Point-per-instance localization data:
++++++++

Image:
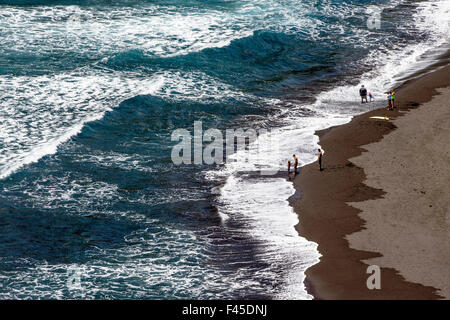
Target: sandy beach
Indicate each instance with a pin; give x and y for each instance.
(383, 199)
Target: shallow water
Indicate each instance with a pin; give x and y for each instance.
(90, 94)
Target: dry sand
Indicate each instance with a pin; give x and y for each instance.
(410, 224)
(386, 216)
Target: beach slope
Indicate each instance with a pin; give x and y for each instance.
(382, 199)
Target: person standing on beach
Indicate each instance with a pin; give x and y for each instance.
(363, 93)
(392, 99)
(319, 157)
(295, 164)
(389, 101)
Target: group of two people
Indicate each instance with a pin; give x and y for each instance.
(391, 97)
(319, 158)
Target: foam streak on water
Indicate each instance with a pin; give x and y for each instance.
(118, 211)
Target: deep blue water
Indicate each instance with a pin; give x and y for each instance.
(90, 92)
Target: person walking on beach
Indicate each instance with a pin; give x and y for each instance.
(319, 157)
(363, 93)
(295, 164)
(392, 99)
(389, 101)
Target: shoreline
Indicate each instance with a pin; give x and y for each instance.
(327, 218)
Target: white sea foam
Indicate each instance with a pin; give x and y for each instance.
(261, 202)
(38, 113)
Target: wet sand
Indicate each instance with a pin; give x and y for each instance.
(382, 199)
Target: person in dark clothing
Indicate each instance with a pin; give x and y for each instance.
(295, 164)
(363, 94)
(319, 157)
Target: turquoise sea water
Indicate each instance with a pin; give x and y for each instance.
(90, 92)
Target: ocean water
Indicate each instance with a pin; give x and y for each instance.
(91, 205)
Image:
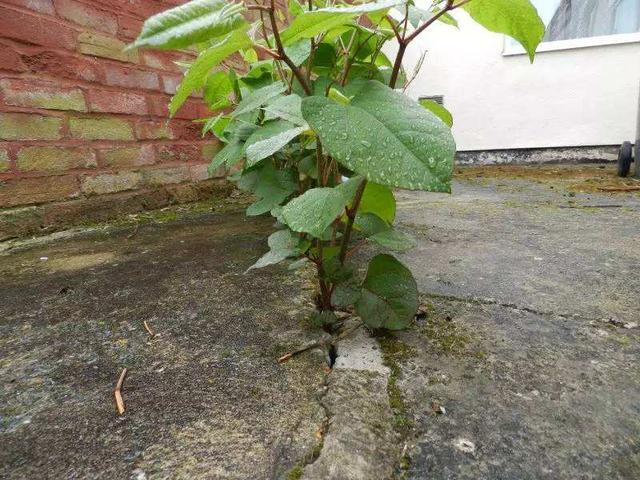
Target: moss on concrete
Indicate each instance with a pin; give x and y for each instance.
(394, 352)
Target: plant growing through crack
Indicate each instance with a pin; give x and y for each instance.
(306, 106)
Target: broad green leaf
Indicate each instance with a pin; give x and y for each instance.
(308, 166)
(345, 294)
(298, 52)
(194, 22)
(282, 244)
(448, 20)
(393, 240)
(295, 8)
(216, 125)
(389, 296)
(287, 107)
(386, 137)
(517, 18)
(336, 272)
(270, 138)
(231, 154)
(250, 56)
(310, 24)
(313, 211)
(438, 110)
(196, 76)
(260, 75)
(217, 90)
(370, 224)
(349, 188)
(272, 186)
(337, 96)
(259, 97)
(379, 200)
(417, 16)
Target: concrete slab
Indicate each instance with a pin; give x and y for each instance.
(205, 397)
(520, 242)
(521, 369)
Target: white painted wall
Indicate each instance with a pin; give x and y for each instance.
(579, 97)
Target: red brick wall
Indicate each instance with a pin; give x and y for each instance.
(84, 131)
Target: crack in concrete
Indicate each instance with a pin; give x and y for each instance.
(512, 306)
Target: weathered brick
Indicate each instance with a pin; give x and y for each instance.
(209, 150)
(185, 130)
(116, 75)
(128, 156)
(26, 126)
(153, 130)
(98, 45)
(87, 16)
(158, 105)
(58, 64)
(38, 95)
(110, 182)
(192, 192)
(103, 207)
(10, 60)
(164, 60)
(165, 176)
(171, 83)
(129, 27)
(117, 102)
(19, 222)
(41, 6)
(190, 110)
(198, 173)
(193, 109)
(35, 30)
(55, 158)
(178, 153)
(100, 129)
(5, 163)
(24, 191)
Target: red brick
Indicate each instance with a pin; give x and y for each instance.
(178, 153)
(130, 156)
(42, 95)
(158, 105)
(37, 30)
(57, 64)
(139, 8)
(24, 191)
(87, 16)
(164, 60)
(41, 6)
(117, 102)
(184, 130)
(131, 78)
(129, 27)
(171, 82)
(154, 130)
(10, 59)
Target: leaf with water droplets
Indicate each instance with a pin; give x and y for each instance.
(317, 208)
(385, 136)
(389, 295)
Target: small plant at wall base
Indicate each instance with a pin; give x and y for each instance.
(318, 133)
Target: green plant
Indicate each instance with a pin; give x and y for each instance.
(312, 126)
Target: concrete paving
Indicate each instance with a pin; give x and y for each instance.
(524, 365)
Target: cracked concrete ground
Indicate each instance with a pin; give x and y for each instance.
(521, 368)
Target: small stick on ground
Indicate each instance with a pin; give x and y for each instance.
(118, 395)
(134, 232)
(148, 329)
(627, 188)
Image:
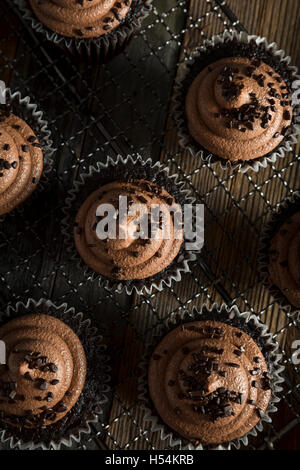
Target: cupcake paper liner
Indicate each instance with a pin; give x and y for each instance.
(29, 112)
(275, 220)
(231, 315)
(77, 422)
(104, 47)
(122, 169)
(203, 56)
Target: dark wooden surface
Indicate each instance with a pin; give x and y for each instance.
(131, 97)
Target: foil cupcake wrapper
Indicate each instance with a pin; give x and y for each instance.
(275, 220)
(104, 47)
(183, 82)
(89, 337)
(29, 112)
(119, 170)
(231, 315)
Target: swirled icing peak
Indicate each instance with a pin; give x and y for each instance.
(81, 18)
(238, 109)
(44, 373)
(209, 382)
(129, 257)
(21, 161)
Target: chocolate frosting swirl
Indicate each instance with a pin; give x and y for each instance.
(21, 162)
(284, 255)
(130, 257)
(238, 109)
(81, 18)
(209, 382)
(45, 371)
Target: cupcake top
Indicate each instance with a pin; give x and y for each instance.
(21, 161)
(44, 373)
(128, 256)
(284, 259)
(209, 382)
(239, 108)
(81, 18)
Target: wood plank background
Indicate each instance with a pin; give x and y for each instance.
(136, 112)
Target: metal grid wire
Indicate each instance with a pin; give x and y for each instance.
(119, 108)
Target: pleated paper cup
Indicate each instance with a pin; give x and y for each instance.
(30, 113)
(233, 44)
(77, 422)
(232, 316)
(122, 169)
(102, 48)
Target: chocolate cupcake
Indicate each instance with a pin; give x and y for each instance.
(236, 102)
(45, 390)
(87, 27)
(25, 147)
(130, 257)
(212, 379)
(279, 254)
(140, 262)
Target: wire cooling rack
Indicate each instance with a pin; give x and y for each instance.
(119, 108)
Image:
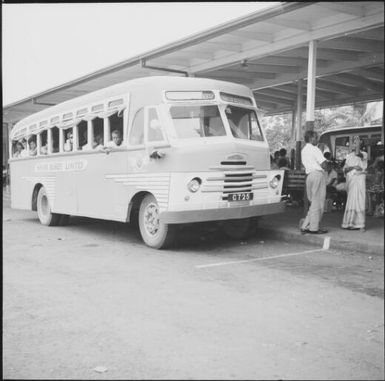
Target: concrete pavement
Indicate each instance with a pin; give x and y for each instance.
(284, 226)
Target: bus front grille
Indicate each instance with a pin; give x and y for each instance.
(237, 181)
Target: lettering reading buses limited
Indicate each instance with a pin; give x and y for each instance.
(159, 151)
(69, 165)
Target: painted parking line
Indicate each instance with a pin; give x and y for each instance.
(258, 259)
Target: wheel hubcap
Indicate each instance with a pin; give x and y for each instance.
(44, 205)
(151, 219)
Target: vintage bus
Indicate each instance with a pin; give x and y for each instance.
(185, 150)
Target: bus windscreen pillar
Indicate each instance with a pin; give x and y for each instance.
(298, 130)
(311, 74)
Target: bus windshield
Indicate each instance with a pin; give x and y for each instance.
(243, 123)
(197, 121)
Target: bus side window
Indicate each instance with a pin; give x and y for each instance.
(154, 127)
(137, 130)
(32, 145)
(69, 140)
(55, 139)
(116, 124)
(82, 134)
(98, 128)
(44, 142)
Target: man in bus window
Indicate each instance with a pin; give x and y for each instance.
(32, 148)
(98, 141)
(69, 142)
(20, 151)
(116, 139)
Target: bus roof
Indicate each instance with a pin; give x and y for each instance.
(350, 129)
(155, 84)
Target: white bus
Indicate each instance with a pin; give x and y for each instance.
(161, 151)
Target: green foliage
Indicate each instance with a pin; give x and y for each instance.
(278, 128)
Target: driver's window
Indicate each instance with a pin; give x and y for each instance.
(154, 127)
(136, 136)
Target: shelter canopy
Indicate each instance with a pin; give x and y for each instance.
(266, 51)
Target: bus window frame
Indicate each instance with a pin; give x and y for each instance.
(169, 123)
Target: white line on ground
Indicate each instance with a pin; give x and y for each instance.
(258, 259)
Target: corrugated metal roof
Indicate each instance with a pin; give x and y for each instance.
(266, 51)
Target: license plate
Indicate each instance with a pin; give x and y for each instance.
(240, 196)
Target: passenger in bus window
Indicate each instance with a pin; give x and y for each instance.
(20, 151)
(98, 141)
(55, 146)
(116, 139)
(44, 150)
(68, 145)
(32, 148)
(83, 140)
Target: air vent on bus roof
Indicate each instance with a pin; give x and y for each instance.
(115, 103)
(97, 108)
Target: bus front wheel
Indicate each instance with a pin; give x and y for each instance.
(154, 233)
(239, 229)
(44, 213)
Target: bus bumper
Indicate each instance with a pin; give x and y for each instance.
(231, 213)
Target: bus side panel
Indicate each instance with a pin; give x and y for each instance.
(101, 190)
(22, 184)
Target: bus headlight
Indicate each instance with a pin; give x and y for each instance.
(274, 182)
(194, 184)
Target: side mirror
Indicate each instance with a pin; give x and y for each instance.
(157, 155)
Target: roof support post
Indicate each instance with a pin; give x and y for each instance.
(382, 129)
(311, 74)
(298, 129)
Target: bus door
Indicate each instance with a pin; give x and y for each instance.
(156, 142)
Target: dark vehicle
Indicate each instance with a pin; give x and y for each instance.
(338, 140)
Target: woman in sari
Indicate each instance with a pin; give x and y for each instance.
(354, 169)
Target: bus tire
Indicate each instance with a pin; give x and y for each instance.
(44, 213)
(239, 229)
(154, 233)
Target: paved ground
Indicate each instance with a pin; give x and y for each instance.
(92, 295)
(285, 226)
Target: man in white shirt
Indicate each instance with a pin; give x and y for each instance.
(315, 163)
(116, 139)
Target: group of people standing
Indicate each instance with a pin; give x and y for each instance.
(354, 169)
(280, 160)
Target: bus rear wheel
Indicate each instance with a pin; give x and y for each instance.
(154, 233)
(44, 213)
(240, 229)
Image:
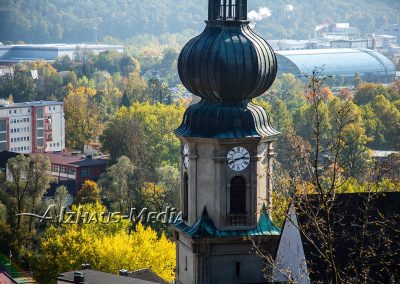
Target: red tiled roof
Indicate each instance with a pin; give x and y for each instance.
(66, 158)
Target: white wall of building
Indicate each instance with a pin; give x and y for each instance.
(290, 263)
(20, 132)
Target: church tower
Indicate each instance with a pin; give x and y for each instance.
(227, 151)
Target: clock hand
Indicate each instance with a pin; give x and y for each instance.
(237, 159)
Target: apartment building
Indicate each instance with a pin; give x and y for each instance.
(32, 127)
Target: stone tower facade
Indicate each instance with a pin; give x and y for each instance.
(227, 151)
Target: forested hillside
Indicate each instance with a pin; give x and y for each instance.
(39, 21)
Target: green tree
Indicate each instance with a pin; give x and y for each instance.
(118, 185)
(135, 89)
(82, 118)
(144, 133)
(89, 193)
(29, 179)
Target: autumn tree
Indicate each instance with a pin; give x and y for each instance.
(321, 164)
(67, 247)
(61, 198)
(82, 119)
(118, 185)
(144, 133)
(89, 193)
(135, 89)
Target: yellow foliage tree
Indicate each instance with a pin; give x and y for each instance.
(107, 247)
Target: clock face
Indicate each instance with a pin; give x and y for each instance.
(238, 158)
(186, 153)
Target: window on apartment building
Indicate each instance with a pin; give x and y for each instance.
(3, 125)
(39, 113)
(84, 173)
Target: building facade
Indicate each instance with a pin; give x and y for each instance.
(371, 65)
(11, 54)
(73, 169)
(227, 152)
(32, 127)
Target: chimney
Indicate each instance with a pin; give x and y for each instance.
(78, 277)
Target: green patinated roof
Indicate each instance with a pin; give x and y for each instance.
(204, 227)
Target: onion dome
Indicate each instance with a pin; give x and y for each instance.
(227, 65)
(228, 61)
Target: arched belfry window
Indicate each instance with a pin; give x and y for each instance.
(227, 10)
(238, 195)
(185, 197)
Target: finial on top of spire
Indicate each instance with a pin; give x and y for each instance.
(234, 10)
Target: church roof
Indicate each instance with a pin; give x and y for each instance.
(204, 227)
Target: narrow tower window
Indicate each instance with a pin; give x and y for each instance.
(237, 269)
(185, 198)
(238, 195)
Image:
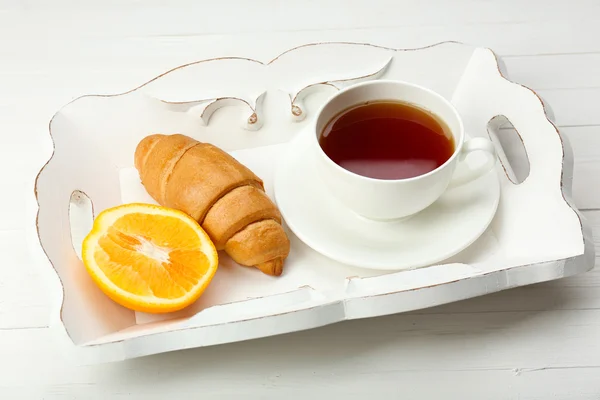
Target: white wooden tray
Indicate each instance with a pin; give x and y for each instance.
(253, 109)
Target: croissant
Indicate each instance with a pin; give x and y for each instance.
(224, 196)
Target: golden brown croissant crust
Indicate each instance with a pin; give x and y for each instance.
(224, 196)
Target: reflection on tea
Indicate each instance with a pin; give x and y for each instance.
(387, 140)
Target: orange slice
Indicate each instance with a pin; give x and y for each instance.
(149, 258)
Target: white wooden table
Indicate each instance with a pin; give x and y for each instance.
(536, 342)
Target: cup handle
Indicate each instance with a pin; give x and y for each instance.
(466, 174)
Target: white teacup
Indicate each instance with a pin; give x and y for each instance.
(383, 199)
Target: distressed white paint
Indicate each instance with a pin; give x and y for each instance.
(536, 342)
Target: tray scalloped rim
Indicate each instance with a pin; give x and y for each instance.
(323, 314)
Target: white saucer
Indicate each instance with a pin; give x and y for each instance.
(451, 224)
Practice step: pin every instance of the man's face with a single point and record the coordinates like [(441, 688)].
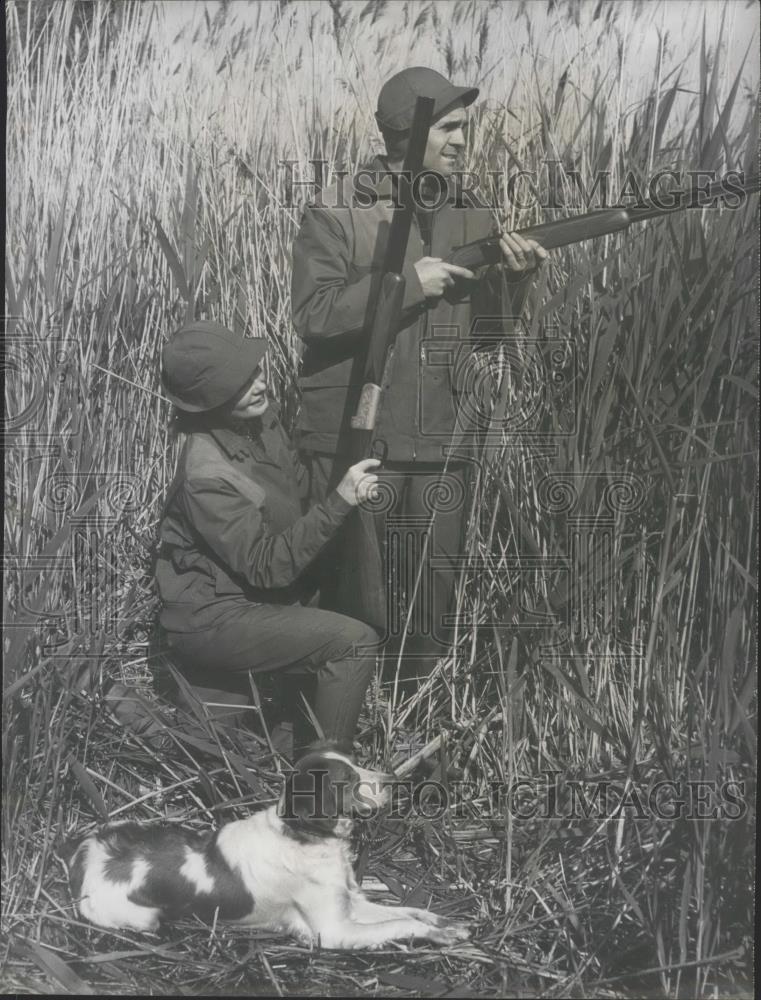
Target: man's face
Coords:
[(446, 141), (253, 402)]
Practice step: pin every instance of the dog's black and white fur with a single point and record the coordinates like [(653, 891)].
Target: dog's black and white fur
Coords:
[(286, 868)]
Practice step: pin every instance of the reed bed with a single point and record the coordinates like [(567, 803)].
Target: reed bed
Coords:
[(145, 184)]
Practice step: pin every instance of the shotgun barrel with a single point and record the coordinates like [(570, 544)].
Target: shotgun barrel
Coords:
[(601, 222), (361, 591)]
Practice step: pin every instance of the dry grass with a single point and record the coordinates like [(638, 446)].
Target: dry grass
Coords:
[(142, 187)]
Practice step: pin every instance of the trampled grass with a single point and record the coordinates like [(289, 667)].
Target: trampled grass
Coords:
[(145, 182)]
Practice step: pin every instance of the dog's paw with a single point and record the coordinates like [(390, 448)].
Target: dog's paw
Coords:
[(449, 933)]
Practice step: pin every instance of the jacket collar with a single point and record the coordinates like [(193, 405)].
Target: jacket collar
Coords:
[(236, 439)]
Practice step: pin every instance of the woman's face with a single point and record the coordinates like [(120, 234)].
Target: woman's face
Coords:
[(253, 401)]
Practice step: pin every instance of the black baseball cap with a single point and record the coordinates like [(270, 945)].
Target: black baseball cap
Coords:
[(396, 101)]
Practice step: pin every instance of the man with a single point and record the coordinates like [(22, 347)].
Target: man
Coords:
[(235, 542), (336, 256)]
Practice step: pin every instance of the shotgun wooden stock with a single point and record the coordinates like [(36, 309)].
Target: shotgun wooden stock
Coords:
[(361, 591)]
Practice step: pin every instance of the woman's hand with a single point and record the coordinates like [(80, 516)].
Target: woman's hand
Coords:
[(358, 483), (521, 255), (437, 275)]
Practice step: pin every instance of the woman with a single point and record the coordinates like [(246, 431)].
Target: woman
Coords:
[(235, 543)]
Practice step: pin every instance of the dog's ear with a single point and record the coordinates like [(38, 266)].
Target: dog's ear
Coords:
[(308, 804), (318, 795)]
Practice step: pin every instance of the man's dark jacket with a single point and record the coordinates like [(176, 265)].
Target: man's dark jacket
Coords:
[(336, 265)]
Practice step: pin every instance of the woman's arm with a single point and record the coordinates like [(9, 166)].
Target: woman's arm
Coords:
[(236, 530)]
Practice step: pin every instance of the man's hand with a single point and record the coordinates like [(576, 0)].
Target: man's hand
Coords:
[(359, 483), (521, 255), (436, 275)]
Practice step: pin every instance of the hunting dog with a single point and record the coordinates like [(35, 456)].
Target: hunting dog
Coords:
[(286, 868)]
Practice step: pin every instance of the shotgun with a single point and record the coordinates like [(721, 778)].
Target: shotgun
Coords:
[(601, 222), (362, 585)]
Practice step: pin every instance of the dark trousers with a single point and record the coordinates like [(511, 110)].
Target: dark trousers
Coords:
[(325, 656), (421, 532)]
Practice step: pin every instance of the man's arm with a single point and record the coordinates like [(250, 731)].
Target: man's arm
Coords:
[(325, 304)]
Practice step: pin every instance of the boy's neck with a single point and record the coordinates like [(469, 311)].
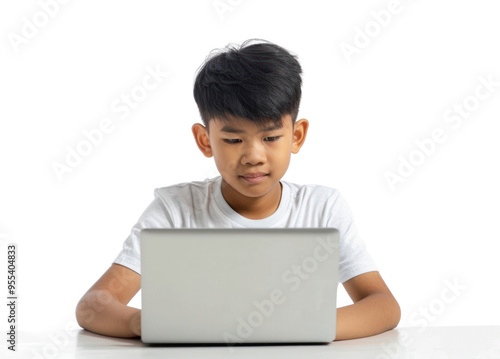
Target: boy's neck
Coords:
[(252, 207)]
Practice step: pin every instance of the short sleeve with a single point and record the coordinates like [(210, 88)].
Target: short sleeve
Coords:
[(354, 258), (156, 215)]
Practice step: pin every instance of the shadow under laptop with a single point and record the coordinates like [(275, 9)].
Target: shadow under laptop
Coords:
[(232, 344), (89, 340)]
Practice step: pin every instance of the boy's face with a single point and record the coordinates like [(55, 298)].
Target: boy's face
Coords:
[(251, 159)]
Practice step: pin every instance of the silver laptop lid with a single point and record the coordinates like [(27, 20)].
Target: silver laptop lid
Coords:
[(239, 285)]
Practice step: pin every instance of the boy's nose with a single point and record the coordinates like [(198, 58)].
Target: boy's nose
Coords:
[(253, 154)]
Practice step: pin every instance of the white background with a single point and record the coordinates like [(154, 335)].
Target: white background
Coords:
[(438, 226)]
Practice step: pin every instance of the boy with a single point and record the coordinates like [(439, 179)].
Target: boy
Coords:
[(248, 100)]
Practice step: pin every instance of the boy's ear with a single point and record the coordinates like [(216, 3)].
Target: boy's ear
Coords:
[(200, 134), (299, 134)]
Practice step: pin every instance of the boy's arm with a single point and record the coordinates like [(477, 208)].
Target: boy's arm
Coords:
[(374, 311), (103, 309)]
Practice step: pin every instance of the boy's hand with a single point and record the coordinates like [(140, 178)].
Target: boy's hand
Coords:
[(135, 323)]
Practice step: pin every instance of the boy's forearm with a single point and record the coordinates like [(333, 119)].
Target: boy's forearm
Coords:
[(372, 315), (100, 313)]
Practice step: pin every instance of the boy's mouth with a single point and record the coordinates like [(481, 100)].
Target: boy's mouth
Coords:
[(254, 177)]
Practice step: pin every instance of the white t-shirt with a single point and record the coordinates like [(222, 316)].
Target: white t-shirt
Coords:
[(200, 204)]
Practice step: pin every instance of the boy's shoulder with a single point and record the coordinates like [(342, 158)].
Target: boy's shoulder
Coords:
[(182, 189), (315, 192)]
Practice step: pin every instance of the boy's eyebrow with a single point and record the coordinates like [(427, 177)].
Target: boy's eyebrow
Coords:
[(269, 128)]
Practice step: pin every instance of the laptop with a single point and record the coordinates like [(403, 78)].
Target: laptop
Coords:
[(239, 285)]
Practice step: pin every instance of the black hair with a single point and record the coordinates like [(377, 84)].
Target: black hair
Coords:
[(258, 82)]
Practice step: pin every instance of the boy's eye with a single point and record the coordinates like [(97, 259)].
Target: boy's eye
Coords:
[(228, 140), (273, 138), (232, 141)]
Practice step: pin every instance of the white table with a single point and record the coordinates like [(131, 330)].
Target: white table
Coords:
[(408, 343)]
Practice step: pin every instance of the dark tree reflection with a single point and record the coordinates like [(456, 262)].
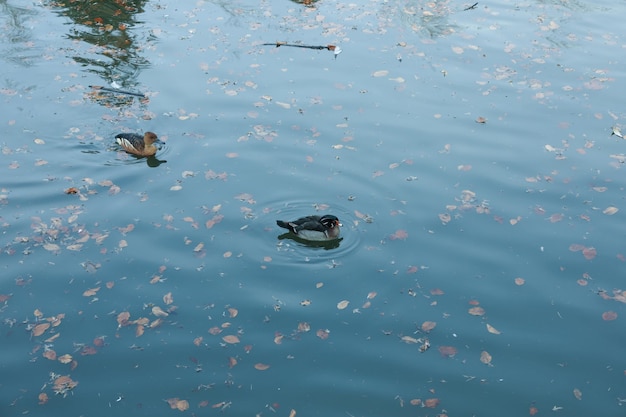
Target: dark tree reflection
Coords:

++++++++

*Task statement:*
Look through the entries, and return every line that the word "group" appears in.

*Answer space:*
Target: group of two people
Target: group of people standing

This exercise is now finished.